::: QUOTED PASSAGE :::
Integrated Subsurface Energy Systems and Secure CO₂ Sequestration: From Characterization to Monitoring

Dear Colleagues,

The urgent need for anthropogenic carbon dioxide (CO₂) management has made geological sequestration a cornerstone of the global energy transition. Primary considerations in subsurface sequestration are the storability of the geological formation, the definition of the area of review, and comprehensive post-injection site care to address risks associated with CO₂ leakage and fault reactivation. Crucially, not all high-porosity formations are suitable for permanent storage, as many lack the requisite storage environment to foster effective physical and geochemical trapping mechanisms.

Secure, long-term storage relies on a combination of trapping mechanisms—structural/stratigraphic, residual, solubility, and mineral trapping—all driven by complex fluid–fluid and fluid–solid interactions in porous media. These include dissolution, physical adsorption, homogeneous reactions in the aqueous phase, and heterogeneous reactions at the fluid-rock interface. The dissolved CO₂ promotes density-driven natural convection and hydrodynamic instabilities, while the free-phase CO₂ plume can migrate over large distances depending on reservoir boundary conditions. These dynamics underscore potential risks, such as leakage through wells or thief zones and fault reactivation due to pressure changes, highlighting the necessity of robust characterization and monitoring.
::: WORKING DATA :::
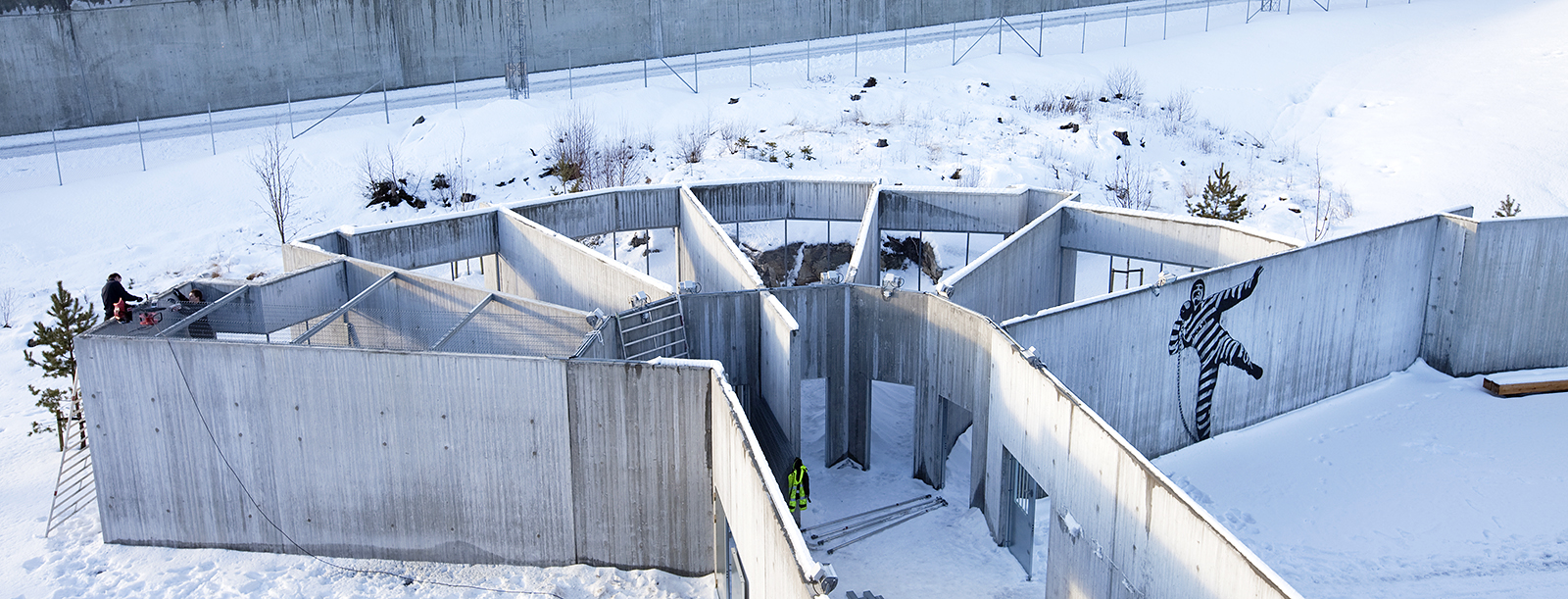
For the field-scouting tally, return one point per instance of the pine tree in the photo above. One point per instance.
(59, 358)
(1509, 207)
(1220, 199)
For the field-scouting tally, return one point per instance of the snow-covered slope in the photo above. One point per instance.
(1402, 107)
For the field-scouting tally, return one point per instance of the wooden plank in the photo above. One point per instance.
(1513, 389)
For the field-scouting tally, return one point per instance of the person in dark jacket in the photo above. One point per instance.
(192, 305)
(114, 292)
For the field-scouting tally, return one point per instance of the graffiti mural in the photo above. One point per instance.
(1200, 328)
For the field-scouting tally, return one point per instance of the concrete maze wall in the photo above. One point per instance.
(1317, 321)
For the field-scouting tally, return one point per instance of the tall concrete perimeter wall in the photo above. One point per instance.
(88, 63)
(402, 455)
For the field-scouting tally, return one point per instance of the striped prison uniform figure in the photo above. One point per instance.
(1199, 328)
(799, 488)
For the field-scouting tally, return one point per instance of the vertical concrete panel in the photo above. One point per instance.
(1172, 238)
(866, 261)
(540, 264)
(708, 254)
(1018, 276)
(355, 454)
(1512, 305)
(778, 372)
(1443, 292)
(772, 551)
(642, 483)
(1321, 321)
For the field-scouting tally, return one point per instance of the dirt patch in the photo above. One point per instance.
(805, 262)
(822, 258)
(898, 253)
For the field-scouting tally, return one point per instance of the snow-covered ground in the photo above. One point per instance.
(1403, 109)
(1418, 485)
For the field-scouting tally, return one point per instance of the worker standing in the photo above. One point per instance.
(799, 488)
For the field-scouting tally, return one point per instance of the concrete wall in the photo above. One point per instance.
(400, 457)
(1512, 305)
(112, 62)
(423, 243)
(708, 256)
(1018, 276)
(601, 212)
(772, 551)
(1191, 242)
(1322, 321)
(778, 199)
(1139, 535)
(866, 259)
(540, 264)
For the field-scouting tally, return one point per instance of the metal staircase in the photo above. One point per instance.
(74, 488)
(656, 329)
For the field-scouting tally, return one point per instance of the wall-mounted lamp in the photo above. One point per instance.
(891, 282)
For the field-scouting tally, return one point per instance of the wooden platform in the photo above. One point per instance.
(1513, 384)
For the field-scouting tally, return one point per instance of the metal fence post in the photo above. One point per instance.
(211, 135)
(140, 146)
(59, 175)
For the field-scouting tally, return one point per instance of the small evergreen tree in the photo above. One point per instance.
(1509, 207)
(59, 358)
(1220, 199)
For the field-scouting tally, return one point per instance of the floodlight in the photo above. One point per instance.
(891, 282)
(827, 579)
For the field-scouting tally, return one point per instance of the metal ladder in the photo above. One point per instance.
(74, 488)
(653, 331)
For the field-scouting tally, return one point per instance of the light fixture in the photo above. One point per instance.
(891, 282)
(827, 579)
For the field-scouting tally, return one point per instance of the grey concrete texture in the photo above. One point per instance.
(400, 455)
(90, 63)
(540, 264)
(1321, 321)
(708, 254)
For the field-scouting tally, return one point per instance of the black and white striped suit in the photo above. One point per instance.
(1199, 328)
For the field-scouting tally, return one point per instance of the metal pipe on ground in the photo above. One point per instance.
(862, 525)
(864, 513)
(883, 528)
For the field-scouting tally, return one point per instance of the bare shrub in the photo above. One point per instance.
(1125, 83)
(618, 162)
(384, 180)
(8, 306)
(572, 140)
(1131, 187)
(1178, 107)
(274, 165)
(1332, 204)
(733, 132)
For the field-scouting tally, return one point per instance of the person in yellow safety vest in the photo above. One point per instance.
(799, 488)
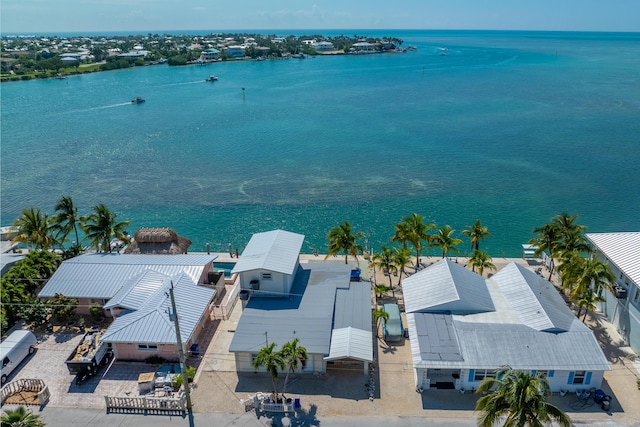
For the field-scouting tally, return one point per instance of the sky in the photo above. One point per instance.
(55, 16)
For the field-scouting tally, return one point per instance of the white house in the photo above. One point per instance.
(268, 264)
(464, 328)
(133, 290)
(363, 47)
(315, 302)
(622, 308)
(235, 51)
(323, 46)
(209, 55)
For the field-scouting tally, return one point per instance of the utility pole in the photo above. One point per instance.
(183, 364)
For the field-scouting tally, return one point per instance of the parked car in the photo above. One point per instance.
(15, 349)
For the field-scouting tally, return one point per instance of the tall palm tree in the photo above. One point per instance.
(34, 228)
(66, 220)
(293, 355)
(272, 361)
(102, 226)
(20, 417)
(401, 258)
(417, 232)
(521, 398)
(342, 238)
(476, 233)
(379, 315)
(586, 300)
(548, 238)
(480, 260)
(384, 260)
(590, 277)
(402, 233)
(445, 240)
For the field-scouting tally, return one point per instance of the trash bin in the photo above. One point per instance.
(598, 396)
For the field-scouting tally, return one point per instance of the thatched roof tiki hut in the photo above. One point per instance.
(158, 241)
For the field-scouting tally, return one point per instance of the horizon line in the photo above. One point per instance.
(299, 30)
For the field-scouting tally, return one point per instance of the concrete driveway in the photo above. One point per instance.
(47, 364)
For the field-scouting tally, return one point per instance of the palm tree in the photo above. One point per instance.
(20, 417)
(380, 290)
(401, 258)
(444, 240)
(587, 300)
(378, 315)
(476, 233)
(548, 238)
(416, 231)
(34, 229)
(102, 226)
(384, 260)
(342, 238)
(480, 260)
(272, 361)
(293, 355)
(521, 398)
(67, 219)
(402, 233)
(588, 277)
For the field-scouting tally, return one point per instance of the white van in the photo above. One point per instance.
(14, 349)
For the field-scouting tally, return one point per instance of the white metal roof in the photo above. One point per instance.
(150, 322)
(530, 328)
(276, 250)
(322, 298)
(100, 275)
(621, 249)
(533, 299)
(138, 290)
(351, 343)
(446, 286)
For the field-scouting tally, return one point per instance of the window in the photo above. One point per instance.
(481, 374)
(148, 347)
(578, 377)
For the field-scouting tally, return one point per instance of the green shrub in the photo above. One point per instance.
(191, 373)
(154, 360)
(176, 381)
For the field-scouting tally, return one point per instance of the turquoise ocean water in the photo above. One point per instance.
(508, 127)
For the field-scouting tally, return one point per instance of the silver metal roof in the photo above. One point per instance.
(138, 289)
(353, 306)
(310, 313)
(276, 250)
(534, 300)
(351, 343)
(446, 287)
(103, 275)
(150, 323)
(621, 249)
(524, 331)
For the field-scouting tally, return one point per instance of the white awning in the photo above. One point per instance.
(351, 343)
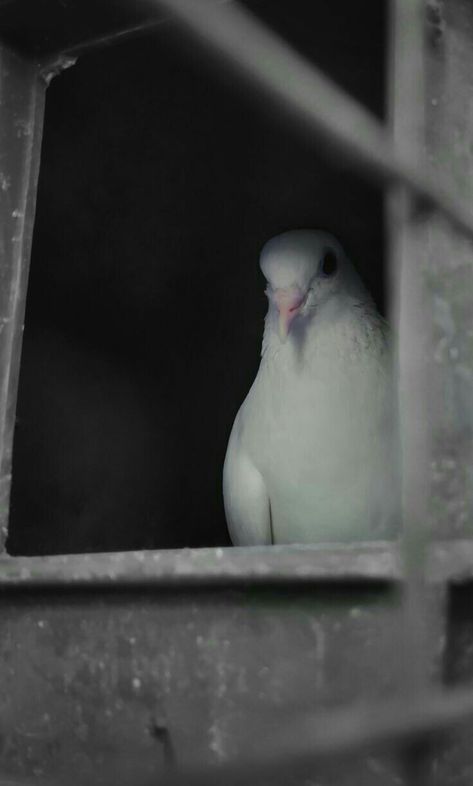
:::
◆ EXERCISE 1:
Translate this sentence from the CO₂ sequestration text into Spanish: "Crucially, not all high-porosity formations are suitable for permanent storage, as many lack the requisite storage environment to foster effective physical and geochemical trapping mechanisms."
◆ EXERCISE 2:
Reproduce the rows word for word, starting at the beginning of the rows and ending at the line that contains "(1513, 389)", with both ends included. Leave the pictures out.

◆ EXERCISE SOLUTION 1:
Fundamentalmente, no todas las formaciones de alta porosidad son adecuadas para el almacenamiento permanente, ya que muchas carecen del entorno de almacenamiento necesario para favorecer mecanismos eficaces de atrapamiento físico y geoquímico.

◆ EXERCISE SOLUTION 2:
For the field-scouting tally, return one point per instance of the pine tree in the photo above. One point per instance.
(59, 358)
(1509, 207)
(1220, 199)
For the field-scouting tally, return one point per instance of the snow-covered slope in the photo above. One point per instance.
(1402, 107)
For the field-scouting tally, return one point per instance of the wooden plank in the photo above. One point per instance.
(1513, 389)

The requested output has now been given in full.